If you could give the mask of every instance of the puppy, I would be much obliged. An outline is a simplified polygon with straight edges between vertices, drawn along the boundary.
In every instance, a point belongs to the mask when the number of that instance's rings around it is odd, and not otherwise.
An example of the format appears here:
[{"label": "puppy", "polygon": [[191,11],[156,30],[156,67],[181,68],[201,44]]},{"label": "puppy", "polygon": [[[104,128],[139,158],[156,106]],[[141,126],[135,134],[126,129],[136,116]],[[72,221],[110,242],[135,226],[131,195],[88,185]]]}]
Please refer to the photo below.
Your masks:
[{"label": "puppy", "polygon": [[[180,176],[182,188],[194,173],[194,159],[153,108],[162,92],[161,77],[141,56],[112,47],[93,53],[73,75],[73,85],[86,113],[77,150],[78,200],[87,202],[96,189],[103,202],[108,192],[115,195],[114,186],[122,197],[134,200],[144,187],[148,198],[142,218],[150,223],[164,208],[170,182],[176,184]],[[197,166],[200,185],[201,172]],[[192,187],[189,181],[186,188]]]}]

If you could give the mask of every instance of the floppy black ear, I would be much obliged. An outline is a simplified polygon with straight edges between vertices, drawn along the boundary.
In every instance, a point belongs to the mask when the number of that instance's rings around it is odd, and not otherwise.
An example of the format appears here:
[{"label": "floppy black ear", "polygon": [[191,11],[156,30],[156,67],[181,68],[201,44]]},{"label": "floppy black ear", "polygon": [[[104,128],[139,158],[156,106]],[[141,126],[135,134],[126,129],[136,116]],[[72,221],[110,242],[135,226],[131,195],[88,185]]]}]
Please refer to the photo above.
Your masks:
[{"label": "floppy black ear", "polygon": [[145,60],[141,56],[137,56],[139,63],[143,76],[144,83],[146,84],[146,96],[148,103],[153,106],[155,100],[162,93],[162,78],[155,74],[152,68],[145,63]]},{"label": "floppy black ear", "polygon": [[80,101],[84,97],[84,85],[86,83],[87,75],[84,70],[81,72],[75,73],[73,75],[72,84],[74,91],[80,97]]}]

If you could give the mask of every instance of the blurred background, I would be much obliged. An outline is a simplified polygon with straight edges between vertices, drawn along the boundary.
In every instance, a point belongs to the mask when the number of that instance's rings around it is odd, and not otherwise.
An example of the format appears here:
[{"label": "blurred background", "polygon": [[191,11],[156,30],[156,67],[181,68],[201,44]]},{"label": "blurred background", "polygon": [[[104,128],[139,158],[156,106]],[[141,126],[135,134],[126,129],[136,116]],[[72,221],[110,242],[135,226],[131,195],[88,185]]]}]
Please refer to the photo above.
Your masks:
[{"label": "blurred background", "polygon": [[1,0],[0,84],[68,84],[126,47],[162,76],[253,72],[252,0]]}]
------
- BRIEF:
Please rewrite all of the material above as a Markdown table with the columns Row and Line, one line per row, leaving out the blank lines.

- RESULT:
| Row | Line |
|---|---|
| 1 | If you could give the mask of every instance of the puppy, I would be much obliged. An outline is a simplified polygon with straight edges between vertices, drawn along the boundary. |
| 2 | In every instance, a point belongs to the mask when the number of that instance's rings around it is odd, and not otherwise. |
| 3 | An example of the format appears here: |
| 4 | [{"label": "puppy", "polygon": [[191,11],[156,30],[156,67],[181,68],[201,44]]},{"label": "puppy", "polygon": [[[104,128],[139,158],[156,106]],[[141,126],[135,134],[126,129],[136,116]],[[72,221],[110,242],[135,226],[131,195],[88,185]]]}] |
| 5 | Please refer to the photo below. |
| 6 | Your masks: |
| 7 | [{"label": "puppy", "polygon": [[[180,176],[182,188],[194,173],[194,159],[153,108],[162,92],[161,77],[141,56],[112,47],[93,53],[73,75],[73,85],[86,113],[77,150],[78,200],[87,202],[96,189],[103,202],[108,192],[115,195],[114,186],[122,197],[134,200],[144,187],[148,198],[142,218],[150,223],[164,208],[170,182],[176,184]],[[197,166],[200,185],[201,172]],[[192,187],[189,181],[186,188]]]}] |
| 8 | If you could give the mask of every instance of the floppy black ear, I would be much obliged. An outline is a simplified polygon with straight edges between vertices, drawn along the boundary. |
| 9 | In every instance, a point belongs to the mask when the number of that instance's rings around it is odd, and not otherwise. |
| 10 | An example of the format appears here: |
| 11 | [{"label": "floppy black ear", "polygon": [[191,11],[156,30],[156,67],[181,68],[201,44]]},{"label": "floppy black ear", "polygon": [[[104,128],[139,158],[156,106]],[[141,126],[135,134],[126,129],[136,116]],[[72,221],[110,242],[135,226],[131,195],[88,185]]]}] |
| 12 | Please refer to the photo above. |
| 13 | Your masks: |
| 14 | [{"label": "floppy black ear", "polygon": [[145,60],[141,56],[137,56],[139,63],[143,76],[144,83],[146,84],[146,96],[148,103],[153,106],[155,100],[162,93],[162,78],[155,74],[152,68],[145,63]]},{"label": "floppy black ear", "polygon": [[80,101],[84,97],[84,85],[86,83],[87,75],[84,70],[81,72],[75,73],[73,75],[72,84],[74,91],[80,97]]}] |
| 15 | If you could give the mask of every instance of the blurred background, I would be much obliged. An outline is a simplified polygon with straight edges between vertices, drawn along the boundary. |
| 16 | In every instance, a point belongs to the mask when the number of that instance's rings around it is odd, and not otherwise. |
| 17 | An example of the format appears here: |
| 18 | [{"label": "blurred background", "polygon": [[191,11],[156,30],[156,67],[181,68],[201,44]]},{"label": "blurred background", "polygon": [[[104,128],[139,158],[156,106]],[[141,126],[135,134],[126,129],[136,116]],[[72,221],[110,242],[135,226],[131,195],[88,185]]]}] |
| 19 | Please refer to the photo above. |
| 20 | Your masks: |
| 21 | [{"label": "blurred background", "polygon": [[1,0],[0,84],[68,84],[126,47],[162,76],[253,72],[252,0]]}] |